_WORK INSTRUCTIONS_:
Repeat every one of the records below word for word.

Some records:
──────────────────────────────

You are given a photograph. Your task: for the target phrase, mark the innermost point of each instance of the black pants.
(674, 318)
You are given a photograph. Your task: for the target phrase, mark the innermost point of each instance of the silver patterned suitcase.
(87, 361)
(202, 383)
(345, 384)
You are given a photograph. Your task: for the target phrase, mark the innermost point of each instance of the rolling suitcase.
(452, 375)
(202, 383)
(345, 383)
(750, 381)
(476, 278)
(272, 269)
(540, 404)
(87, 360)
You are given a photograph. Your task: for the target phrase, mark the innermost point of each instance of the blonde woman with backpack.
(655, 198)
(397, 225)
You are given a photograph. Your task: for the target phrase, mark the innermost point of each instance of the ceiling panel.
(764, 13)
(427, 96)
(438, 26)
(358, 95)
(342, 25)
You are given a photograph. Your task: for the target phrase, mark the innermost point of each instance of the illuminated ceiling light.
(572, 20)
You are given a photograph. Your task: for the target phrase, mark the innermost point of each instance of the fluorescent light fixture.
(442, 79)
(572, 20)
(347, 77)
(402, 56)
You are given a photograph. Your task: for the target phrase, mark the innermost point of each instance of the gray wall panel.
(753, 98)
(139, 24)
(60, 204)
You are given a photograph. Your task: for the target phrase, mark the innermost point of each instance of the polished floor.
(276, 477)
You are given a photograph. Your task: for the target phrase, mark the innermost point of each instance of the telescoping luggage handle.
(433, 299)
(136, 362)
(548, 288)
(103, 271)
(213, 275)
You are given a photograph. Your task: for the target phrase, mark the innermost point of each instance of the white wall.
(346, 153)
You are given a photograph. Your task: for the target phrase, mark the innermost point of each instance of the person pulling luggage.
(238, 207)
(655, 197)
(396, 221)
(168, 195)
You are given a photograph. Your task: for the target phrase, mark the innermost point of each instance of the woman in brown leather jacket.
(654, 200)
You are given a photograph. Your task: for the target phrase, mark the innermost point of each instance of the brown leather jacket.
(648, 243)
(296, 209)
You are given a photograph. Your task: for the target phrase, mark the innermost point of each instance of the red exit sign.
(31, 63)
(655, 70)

──────────────────────────────

_OUTPUT OF THE EXERCISE_:
You are given a photograph. Your task: for the target phrase, mark the innermost point of each instance of the black pants.
(674, 318)
You are given a photograph. Your task: for the target phrase, mark the innermost point of each instance of the silver patterned suitcase.
(87, 361)
(202, 383)
(345, 384)
You are given a photograph. Your task: for the target phrase, mark the innermost point of each instance of the rolling suitcase.
(452, 375)
(202, 383)
(345, 383)
(750, 381)
(476, 278)
(272, 269)
(540, 404)
(87, 360)
You are given a photograph. Your task: for the target phrase, mark the innermost point of each instance of the blonde woman with backpack.
(655, 198)
(397, 225)
You are given a photograph. Your task: for the target phrase, mark the innermost point of each instance of the ceiling panel.
(764, 13)
(427, 96)
(438, 26)
(358, 95)
(342, 25)
You are given a photograph. Your task: for the target phrase, mark the innermost point of each instance of the illuminated ceiling light.
(572, 20)
You are given a photograph. Your task: for the target phrase, mark the innermost point of each instance of the fluorescent light fixture.
(442, 79)
(572, 20)
(347, 77)
(402, 56)
You are given a photograph. Your task: for the target phrase, mark the innermost point of each instance of the gray wall panel.
(753, 98)
(139, 24)
(60, 204)
You are given a photograph. Your task: for the target phrase, mark the innermost point of each instance of the polished floor.
(276, 477)
You are given a photograph. Your task: for the target phrase, mark the innermost point of each instance of the telescoping luggage handle.
(433, 299)
(136, 362)
(548, 288)
(103, 271)
(213, 275)
You are given a photograph. Your task: for the target phrase, mark the innermost point of each instance of the white wall.
(346, 153)
You are given a photograph. Your task: for the target phrase, mark the innermost point of each instance of the person pulling luggage.
(238, 207)
(655, 197)
(396, 221)
(168, 195)
You are given a photograph. Your task: for the target phrase, mark the innermost point of each instance of the woman in brown leather jacket.
(654, 200)
You are given a photograph. Your task: for the target phrase, mark the innermost point of each instance of the brown leather jacket.
(648, 243)
(296, 209)
You are given a photograph. Your task: for the target phrase, mark the innermost point of each instance of the red exit sign.
(31, 63)
(655, 70)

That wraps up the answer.